• EXERCISE DESCRIPTION: Reproduce the data below with "veined petal" swapped for "striped petal" and nothing else changed.

• DATASET EXCERPTS:
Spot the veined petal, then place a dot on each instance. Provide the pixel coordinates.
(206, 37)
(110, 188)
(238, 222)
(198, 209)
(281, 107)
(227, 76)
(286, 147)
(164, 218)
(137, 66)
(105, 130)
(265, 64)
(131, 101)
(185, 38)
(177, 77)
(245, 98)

• SOLUTION TO THIS TASK:
Spot the striped petal, then place a dot on each instance. Provide the pixel coordinates.
(206, 37)
(110, 188)
(238, 222)
(198, 209)
(281, 107)
(227, 76)
(286, 147)
(164, 218)
(137, 66)
(105, 130)
(265, 64)
(131, 101)
(185, 38)
(177, 77)
(245, 98)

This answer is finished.